[Saved data entries]

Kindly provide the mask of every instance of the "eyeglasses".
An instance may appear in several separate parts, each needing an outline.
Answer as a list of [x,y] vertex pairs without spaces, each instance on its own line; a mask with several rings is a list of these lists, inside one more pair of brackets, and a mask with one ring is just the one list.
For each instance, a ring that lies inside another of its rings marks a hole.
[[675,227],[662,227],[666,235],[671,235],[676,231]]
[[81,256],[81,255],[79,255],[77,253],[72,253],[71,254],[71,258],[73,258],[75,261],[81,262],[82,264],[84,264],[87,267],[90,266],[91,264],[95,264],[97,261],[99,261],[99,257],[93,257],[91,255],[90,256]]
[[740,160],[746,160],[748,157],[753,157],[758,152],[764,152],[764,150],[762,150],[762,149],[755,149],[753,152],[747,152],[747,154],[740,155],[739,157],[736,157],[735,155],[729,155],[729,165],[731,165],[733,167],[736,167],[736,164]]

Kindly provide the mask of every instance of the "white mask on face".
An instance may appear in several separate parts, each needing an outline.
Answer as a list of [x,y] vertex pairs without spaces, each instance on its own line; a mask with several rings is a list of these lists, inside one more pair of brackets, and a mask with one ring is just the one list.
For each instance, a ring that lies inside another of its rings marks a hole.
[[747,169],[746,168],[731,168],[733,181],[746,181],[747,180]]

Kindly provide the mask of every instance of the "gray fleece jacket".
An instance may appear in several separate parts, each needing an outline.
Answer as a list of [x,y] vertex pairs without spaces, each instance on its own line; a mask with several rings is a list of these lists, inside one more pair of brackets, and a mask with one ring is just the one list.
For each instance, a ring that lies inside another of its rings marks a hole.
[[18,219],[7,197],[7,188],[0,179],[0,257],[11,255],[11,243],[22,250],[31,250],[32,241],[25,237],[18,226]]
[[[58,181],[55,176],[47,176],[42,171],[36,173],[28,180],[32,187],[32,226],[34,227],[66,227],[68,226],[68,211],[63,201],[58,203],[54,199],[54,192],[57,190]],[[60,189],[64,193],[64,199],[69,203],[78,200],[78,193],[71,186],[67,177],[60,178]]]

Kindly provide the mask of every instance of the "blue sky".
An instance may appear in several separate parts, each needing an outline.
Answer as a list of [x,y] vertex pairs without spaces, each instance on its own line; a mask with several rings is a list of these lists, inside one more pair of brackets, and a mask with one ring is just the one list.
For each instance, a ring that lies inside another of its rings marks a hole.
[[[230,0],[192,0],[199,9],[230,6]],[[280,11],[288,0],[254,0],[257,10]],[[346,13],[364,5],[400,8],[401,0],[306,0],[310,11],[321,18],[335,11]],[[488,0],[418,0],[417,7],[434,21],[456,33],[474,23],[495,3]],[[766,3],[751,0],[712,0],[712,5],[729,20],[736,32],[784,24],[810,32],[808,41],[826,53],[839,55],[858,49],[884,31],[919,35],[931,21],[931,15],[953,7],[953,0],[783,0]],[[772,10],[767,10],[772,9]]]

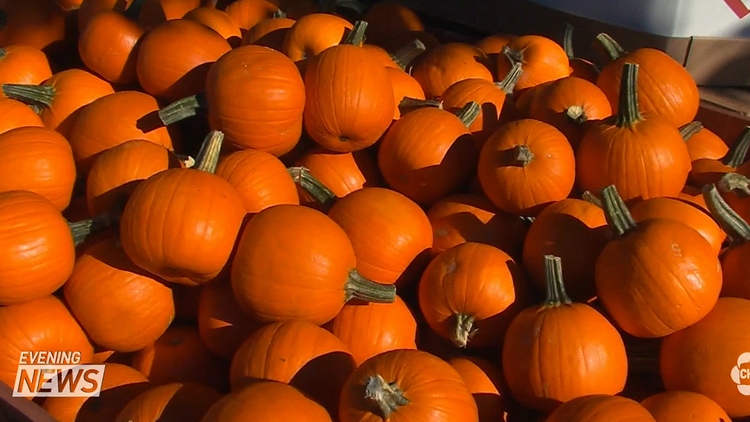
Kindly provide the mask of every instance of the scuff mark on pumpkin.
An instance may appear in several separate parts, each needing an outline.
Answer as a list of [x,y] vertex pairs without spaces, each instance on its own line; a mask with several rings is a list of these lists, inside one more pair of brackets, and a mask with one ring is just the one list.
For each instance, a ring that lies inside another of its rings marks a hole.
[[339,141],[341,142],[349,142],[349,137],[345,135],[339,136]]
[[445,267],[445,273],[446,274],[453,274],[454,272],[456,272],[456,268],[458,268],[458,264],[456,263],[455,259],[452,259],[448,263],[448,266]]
...
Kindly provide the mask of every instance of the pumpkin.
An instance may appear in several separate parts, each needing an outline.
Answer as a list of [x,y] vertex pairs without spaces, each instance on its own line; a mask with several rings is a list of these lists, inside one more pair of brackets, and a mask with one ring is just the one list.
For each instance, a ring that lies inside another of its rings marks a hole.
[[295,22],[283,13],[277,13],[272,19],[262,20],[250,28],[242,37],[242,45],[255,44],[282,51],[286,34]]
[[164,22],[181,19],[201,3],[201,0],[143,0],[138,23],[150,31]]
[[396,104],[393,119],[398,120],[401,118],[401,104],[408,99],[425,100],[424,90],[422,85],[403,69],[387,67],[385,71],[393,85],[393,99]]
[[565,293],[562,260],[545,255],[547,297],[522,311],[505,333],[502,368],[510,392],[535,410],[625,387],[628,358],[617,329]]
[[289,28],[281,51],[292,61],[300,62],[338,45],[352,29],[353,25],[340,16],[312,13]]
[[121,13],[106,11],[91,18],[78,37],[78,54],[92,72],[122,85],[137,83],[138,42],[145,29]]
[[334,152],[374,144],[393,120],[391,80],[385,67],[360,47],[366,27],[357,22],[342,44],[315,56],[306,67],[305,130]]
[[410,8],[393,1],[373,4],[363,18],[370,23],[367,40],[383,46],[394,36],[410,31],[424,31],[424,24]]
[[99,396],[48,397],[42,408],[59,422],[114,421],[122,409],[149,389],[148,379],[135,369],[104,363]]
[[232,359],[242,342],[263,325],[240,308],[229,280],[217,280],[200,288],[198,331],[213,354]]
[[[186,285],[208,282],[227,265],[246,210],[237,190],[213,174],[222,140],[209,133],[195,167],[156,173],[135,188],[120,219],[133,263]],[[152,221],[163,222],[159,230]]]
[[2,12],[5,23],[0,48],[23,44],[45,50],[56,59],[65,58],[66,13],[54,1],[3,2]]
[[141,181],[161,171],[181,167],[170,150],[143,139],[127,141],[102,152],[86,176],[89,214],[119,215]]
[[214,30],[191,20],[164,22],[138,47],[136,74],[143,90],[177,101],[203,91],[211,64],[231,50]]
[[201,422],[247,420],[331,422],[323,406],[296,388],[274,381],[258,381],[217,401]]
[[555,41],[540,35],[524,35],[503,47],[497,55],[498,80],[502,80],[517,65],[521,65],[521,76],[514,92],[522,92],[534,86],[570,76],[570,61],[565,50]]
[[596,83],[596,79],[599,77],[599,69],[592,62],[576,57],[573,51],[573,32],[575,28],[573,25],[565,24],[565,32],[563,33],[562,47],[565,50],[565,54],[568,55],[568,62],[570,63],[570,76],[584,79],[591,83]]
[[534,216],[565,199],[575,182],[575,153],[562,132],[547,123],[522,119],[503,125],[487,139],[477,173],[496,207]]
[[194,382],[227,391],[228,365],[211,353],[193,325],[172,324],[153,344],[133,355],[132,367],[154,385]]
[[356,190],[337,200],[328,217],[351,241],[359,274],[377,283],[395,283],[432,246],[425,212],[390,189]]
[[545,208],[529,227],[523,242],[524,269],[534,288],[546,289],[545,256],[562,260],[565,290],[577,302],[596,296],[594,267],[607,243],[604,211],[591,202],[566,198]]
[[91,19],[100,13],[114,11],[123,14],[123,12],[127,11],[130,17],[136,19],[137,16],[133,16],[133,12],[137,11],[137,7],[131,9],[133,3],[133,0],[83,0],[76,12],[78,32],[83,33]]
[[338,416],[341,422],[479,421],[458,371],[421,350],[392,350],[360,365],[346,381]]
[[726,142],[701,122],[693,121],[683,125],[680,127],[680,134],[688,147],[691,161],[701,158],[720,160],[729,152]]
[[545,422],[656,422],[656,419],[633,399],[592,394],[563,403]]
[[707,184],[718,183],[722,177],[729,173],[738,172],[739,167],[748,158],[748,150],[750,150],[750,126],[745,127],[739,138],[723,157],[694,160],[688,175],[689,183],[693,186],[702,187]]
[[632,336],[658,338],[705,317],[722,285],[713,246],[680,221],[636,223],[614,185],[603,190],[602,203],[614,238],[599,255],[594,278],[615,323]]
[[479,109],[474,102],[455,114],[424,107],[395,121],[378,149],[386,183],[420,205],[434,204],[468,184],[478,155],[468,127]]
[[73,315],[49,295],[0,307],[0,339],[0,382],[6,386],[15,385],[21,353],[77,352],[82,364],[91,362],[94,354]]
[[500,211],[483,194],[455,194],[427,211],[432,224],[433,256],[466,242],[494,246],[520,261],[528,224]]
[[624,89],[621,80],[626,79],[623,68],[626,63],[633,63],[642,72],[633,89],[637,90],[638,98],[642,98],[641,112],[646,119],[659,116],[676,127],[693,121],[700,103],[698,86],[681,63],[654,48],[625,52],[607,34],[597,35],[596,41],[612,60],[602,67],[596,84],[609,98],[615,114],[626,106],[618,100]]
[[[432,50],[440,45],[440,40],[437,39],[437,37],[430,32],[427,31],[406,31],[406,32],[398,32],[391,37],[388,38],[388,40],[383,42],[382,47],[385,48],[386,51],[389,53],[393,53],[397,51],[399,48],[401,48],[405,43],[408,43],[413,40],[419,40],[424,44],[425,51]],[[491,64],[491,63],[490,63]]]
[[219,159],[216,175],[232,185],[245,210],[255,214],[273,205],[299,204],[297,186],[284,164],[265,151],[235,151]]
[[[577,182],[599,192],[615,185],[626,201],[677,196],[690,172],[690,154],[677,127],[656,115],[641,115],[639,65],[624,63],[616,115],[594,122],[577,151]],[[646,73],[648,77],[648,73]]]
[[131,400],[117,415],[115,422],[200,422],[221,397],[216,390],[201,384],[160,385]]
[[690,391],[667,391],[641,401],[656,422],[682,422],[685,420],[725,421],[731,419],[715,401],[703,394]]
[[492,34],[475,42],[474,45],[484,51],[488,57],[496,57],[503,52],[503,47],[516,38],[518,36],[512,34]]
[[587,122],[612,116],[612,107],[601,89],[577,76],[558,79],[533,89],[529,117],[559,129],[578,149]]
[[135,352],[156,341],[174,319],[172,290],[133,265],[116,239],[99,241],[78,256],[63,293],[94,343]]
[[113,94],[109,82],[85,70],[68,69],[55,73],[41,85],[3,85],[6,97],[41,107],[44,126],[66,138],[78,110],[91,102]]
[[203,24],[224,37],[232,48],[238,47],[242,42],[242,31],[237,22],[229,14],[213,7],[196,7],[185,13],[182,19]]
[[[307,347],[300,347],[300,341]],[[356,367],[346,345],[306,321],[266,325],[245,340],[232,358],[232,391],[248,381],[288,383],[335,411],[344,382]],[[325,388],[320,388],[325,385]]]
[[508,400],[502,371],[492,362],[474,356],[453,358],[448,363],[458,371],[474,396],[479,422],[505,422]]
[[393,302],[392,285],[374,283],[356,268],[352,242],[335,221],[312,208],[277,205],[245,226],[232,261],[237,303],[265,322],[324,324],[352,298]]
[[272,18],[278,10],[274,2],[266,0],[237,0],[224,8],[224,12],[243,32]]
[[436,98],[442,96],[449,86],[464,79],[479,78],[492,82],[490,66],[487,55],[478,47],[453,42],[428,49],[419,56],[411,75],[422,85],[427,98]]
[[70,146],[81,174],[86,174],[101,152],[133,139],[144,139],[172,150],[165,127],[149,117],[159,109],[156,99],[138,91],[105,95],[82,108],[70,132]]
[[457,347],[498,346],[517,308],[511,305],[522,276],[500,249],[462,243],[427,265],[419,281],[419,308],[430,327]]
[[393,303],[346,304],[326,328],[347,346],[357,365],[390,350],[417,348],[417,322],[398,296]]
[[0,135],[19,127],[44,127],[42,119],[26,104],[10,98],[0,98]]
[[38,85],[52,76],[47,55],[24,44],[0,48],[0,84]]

### Activity
Copy, from the lines above, each one that holds "every".

### Task response
Kindly provide the mask of every instance of the "eyeglasses".
Kindly provide the mask of every instance of the "white mask on face".
Kindly provide the mask of every instance of the "gray fleece jacket".
Kindly provide the mask of every instance of the "blue sky".
Kindly provide the mask of every instance of the scuff mark on pumpkin.
Kindly provide the mask of every instance of the pumpkin.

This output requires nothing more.